本文 >>
超高度化されたデータ社会/『ソウル・コレクター』ジェフリー・ディーヴァー


『ボーン・コレクター』ジェフリー・ディーヴァー
・『コフィン・ダンサー』 ジェフリー・ディーヴァー
『エンプティー・チェア』ジェフリー・ディーヴァー
・『石の猿』ジェフリー・ディーヴァー
・『魔術師(イリュージョニスト)』ジェフリー・ディーヴァー
・『12番目のカード』ジェフリー・ディーヴァー
『ウォッチメイカー』ジェフリー・ディーヴァー

 ・超高度化されたデータ社会

『バーニング・ワイヤー』ジェフリー・ディーヴァー
『ゴースト・スナイパー』ジェフリー・ディーヴァー

 2年前に読んだ時は「やがてそんな時代がくるのか」と思った。そして今実現しつつある。ビッグデータを始め、広告や検索結果のパーソナライズド化など。更にフェイスブックの登場がウェブ空間に実名主義をもたらし、プライバシーを本人が垂れ流すという奇妙な事態が現れた。ツイッターでは現在進行形のいたずらや悪事を紹介し、飲食店が閉鎖に追い込まれるケースが続いた。

 あらゆる情報はデータとなり管理される時代となったのだ。ディストピアの現実化だ。

 しかし、ほかのすべてのものと同じように、まもなく紙幣にもタグ――RFIDが付くようになるに違いない。すでに導入している国もある。銀行は、どの20ドル札がどのATMや銀行から誰の手に渡ったか、追跡することができる。その札が〈コカ・コーラ〉や愛人に贈るブラジャーを買うのに使われたのか、殺し屋を雇うのに使われたのかだって当然わかるわけだ。ときどきこう思うことがある。黄金を通貨代わりにしていた時代に戻ったほうが幸せなのではないかと。
 網の目につかまらぬように。

記録データ >>
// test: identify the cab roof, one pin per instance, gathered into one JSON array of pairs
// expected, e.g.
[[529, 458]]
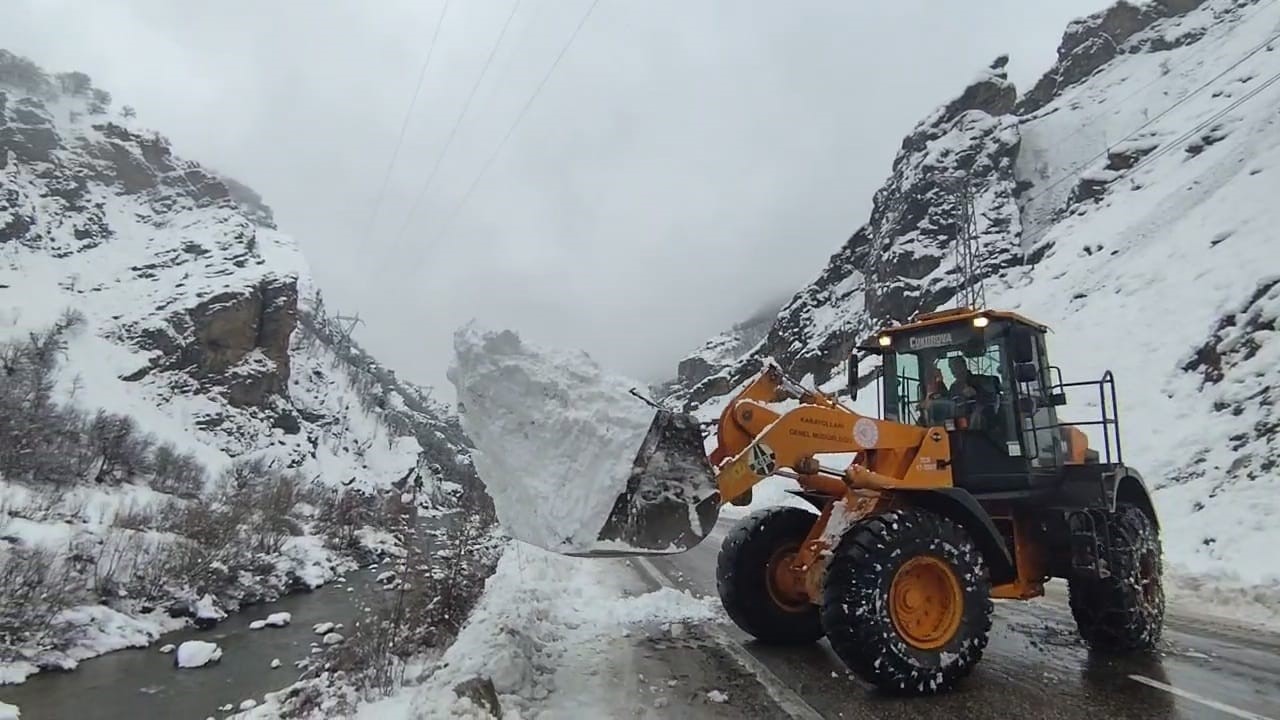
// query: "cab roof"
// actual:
[[952, 315]]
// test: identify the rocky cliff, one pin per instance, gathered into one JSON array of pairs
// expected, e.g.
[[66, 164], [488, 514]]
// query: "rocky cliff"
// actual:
[[955, 165], [201, 317]]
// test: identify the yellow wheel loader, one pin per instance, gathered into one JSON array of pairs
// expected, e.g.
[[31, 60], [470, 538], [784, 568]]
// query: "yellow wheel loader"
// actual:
[[964, 490]]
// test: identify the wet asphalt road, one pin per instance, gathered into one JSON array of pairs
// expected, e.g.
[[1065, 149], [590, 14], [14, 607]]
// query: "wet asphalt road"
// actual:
[[1034, 666]]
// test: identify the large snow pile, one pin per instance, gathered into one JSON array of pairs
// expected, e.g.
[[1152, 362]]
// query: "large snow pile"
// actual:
[[1147, 173], [557, 440]]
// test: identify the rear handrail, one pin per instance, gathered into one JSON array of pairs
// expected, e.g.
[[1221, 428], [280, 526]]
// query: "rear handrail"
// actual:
[[1109, 420]]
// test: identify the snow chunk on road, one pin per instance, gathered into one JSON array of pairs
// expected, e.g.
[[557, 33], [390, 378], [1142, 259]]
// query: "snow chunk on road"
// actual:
[[197, 654], [556, 437]]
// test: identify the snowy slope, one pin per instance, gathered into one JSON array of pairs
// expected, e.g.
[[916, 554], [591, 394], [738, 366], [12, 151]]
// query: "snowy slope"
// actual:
[[1146, 182], [200, 323], [172, 273]]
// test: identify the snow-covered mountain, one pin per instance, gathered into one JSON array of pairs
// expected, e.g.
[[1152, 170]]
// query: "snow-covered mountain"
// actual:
[[201, 317], [160, 335], [1129, 201]]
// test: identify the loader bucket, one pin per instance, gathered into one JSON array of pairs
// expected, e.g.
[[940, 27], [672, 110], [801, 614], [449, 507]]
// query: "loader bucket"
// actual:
[[671, 501]]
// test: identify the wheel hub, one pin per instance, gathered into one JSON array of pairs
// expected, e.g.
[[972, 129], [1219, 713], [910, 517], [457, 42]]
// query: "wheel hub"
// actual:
[[926, 602], [786, 588]]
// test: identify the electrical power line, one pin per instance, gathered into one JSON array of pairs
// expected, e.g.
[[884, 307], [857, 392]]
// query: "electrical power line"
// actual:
[[1168, 69], [1206, 123], [524, 110], [457, 123], [1178, 141], [408, 114], [1073, 172]]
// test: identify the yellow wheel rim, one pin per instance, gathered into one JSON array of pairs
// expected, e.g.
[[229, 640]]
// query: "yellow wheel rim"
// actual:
[[926, 602]]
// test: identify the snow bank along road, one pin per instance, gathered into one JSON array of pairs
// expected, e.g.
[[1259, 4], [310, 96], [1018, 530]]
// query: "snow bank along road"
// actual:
[[1034, 666]]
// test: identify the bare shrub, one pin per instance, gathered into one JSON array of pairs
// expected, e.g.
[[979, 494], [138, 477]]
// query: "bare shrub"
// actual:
[[35, 587], [177, 473], [439, 580], [342, 513], [123, 450], [136, 516]]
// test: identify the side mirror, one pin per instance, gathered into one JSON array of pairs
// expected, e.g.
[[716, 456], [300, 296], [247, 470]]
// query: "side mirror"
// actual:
[[851, 381], [1025, 372], [1022, 345]]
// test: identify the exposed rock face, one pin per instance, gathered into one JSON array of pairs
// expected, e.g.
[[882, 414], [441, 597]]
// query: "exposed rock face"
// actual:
[[1093, 41], [901, 260], [202, 314], [241, 341]]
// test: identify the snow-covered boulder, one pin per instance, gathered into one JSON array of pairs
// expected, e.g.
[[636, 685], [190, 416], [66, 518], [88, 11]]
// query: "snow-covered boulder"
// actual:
[[208, 613], [279, 619], [197, 654]]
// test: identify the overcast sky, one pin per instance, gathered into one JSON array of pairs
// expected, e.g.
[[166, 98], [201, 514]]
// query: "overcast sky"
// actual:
[[686, 162]]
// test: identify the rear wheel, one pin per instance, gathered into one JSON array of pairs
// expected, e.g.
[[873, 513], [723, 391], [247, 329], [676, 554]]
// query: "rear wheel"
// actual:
[[1124, 613], [753, 579], [906, 602]]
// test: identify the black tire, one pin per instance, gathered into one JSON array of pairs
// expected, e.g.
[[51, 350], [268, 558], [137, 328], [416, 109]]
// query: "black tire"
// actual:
[[1124, 613], [860, 598], [743, 577]]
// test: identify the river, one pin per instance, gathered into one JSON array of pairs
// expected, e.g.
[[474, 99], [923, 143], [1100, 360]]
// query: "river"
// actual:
[[144, 683]]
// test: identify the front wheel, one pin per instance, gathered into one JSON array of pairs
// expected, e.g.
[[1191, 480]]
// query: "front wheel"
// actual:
[[1124, 613], [906, 601], [752, 577]]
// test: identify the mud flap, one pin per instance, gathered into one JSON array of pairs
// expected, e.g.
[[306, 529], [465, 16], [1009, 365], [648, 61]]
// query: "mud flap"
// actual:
[[671, 501]]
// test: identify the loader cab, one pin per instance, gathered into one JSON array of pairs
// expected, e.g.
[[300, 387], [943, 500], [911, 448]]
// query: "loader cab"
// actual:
[[982, 376]]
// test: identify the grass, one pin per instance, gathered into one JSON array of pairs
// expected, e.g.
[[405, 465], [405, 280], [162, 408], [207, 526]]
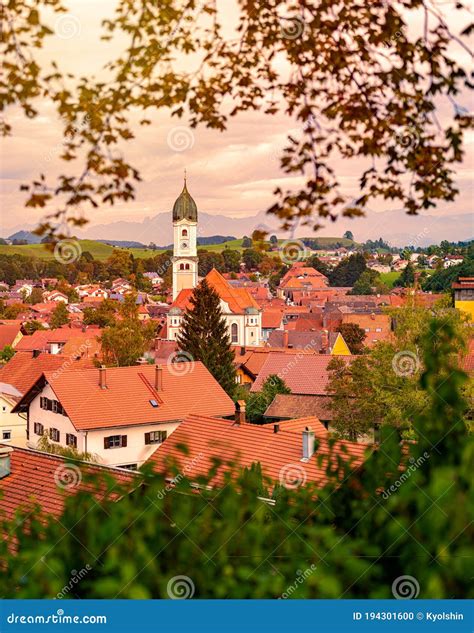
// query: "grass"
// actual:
[[101, 251], [390, 278]]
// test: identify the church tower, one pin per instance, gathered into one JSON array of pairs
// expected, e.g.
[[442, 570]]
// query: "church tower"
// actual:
[[185, 261]]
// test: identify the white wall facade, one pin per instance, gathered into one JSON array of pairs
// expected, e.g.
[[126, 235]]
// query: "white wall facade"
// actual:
[[92, 441]]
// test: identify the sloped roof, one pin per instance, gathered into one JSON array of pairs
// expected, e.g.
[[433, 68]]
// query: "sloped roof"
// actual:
[[289, 405], [126, 400], [238, 299], [33, 481], [245, 444], [23, 370], [303, 374]]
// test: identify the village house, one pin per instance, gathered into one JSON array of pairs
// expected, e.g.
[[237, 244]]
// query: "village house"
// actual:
[[119, 414]]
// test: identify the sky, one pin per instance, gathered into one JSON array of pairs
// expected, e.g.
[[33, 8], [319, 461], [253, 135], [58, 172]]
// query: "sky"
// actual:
[[232, 173]]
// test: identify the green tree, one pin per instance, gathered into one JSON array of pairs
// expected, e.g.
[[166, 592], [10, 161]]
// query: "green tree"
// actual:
[[354, 336], [204, 336], [127, 339], [258, 403], [59, 316]]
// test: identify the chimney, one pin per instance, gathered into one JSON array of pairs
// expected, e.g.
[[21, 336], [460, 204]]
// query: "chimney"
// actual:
[[239, 412], [324, 341], [158, 378], [308, 443], [5, 461], [102, 377]]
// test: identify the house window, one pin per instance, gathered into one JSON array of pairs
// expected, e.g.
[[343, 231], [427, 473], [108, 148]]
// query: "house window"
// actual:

記述問題 >>
データ社会と『ソウル・コレクター』を論じた文章の続きを、最後の一文のあとから書くこと。 項目は本文とは別の出典から取ったものだ。

回答 >>
【『ソウル・コレクター』ジェフリー・ディーヴァー:池田真紀子訳(文藝春秋、2009年/文春文庫、2012年)以下同】

 一昔前まで監視カメラはプライバシー侵害の象徴として人々から忌み嫌われていた。それが特異な猟奇的犯罪が起こるたびに設置箇所が増え、現在では防犯カメラと呼ばれて安心の代名詞となった。アメリカではITバブルの後にセキュリティ・バブルが興ったという指摘もある(『ショック・ドクトリン 惨事便乗型資本主義の正体を暴く』ナオミ・クライン)。

 Nシステム(自動車ナンバー自動読取装置)も政治的議論を経ずに設置されている。

 紙幣にタグを付ければ人々の欲望の流れが丸見えとなる。細かな流れがわかれば、そこから支流へ導いて大河を形成することも可能になる。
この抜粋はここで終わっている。